>> begin Supplied passage

President of the Puerto Rico Olympic Committee
- In office 1976 1990 – 1991
- Preceded by: Germán Rieckehoff
- Succeeded by: Héctor Cardona

President of the Puerto Rico Baseball Federation
- In office 1970–2002
- Preceded by: Carlos Rosario Esquilín
- Succeeded by: Israel Roldán

Personal details
- Born: Osvaldo Luis Gil Bosch August 25, 1932 Guayama, Puerto Rico
- Died: March 30, 2025 (aged 92) San Juan, Puerto Rico
- Spouse: Leticia López
- Alma mater: University of Puerto Rico (BA) University of Richmond School of Law (JD)

Military service
- Branch/service: United States Army
- Rank: Captain
- Battles/wars: Korean War

= Osvaldo Gil =

Puerto Rican sports executive

Osvaldo Luis Gil Bosch (August 25, 1932– March 30, 2025) was a Puerto Rican lawyer and sports executive who chaired the Puerto Rico Olympic Committee and the Puerto Rico Baseball Federation.

>> end Supplied passage
>> begin Stored data

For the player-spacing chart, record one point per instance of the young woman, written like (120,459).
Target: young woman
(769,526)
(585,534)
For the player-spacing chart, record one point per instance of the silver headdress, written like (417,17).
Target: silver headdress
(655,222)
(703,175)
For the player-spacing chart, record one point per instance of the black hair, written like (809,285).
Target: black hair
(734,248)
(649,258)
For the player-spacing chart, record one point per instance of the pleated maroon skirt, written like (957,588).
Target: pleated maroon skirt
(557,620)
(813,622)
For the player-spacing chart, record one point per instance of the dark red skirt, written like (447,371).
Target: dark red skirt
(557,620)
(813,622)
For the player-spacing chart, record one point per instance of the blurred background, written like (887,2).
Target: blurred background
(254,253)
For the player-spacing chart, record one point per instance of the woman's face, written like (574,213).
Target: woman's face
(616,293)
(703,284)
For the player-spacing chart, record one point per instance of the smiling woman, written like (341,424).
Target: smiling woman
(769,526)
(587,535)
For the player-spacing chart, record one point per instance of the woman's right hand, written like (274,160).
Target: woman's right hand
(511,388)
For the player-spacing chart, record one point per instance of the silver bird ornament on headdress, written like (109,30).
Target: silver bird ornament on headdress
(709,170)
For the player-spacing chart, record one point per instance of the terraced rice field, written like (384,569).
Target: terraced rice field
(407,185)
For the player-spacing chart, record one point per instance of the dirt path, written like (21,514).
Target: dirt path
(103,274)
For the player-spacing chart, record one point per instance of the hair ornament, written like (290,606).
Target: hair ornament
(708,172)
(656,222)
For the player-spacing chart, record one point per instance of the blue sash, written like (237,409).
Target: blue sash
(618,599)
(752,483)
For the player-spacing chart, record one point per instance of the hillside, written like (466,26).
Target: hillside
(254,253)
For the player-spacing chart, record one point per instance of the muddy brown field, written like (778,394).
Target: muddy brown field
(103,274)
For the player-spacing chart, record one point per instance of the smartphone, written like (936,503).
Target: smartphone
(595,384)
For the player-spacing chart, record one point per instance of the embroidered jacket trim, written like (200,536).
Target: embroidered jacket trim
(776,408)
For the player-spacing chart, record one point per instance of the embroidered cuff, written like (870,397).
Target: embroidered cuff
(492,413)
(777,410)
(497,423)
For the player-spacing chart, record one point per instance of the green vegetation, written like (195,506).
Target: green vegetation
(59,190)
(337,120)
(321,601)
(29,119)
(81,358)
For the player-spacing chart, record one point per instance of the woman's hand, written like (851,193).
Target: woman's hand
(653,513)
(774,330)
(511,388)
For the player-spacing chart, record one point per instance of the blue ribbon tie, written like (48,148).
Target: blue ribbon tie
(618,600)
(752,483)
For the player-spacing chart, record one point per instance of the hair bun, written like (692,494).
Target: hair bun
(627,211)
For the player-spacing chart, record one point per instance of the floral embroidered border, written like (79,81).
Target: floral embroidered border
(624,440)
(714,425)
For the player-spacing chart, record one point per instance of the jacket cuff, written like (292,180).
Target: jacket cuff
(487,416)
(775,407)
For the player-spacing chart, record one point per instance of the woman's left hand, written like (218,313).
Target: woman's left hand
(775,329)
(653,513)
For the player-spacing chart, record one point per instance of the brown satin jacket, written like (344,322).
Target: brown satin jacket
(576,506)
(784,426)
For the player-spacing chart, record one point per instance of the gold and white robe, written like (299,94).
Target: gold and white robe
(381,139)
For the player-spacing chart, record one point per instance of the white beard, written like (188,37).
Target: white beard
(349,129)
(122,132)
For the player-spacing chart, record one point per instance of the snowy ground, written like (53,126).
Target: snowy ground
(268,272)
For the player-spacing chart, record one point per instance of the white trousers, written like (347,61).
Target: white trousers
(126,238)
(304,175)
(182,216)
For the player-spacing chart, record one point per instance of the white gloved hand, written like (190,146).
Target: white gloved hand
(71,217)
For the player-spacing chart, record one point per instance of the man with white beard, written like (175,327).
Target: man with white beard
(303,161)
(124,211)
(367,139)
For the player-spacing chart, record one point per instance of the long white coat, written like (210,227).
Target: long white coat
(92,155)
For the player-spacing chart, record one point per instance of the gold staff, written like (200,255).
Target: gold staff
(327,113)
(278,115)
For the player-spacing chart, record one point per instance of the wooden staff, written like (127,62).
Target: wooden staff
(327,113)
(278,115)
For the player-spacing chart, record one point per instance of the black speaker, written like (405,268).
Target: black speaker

>> end Stored data

→ **Problems to work on**:
**a)** Count the lines in the listing that contain the word "right", and reply with the number alone.
**b)** Carry on the Osvaldo Gil biography from where it stops.

→ **Per-task outputs**:
**a)** 2

**b)**
==Early years==
Osvaldo Luis Gil Bosch was born on August 25, 1932 in Guayama, Puerto Rico, as one of four children. Osvaldo arrived in Humacao, Puerto Rico at the age of three. He studied in the public schools of Humacao, where he actively participated in the basketball, volleyball, athletics, softball, and of course baseball teams. He completed his high school education at UPR, where he participated in the baseball and softball teams. He earned a Bachelor of Arts from the University of Puerto Rico. Served in the Korean War with United States Army as a Captain infantry officer. He went on to the University of Richmond School of Law and got a Juris Doctor degree, and upon his return, he established his law firm in Humacao. He was a member of the Phi Eta Mu fraternity. He married Leticia López.

==Career in sports==
He played catcher for the Humacao Grises in the Puerto Rico Superior Double-A League and also helped Puerto Rico win the 1951 Amateur World Series held in Mexico City, Mexico. On January 4, 1970, he was elected president of the Amateur Baseball Circuit. For 33 years, he was president of the Baseball Federation. He served as vice president of the Olympic Committee for 17 years and held the position of president of the Puerto Rico Olympic Committee in 1976 and from 1990 to 1991. Gil was the head of delegation for all of Puerto Rico's Olympic delegations from 1976 to 1991, except for the 1980 Summer Olympics in Russia. He was a member of the Organizing committee of the 1979 Pan American Games.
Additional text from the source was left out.